* begin *
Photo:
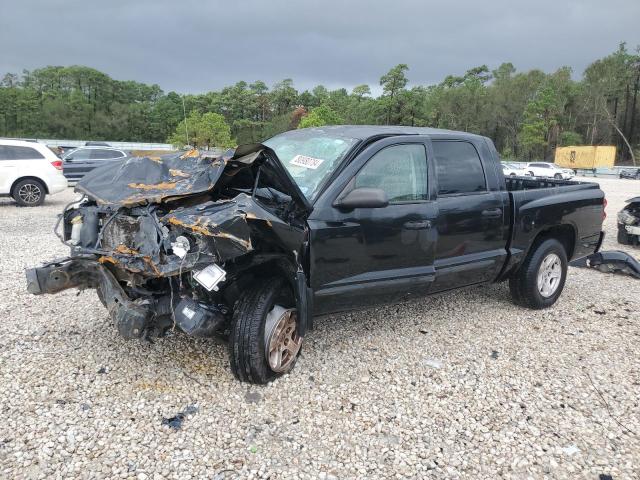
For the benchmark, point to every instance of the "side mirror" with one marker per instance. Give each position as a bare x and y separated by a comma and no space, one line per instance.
363,198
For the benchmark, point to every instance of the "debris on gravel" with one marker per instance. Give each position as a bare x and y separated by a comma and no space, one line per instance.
461,385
* end *
- SET EXERCISE
Please reproduce all of the data above word for word, leaving out the pictures.

- ANSWER TO THIS EXERCISE
Photo:
For the benchmark, point to every instance of the "side mirror" with one marker per instance. Give each position as a bare x and y separated by a comma and no space, one line per instance.
363,198
For the benchmark, point to every instance of the "debris on gravel" with one marker per instance. Give each position as a bare x and y separated by a comma and no space, one line per instance.
461,385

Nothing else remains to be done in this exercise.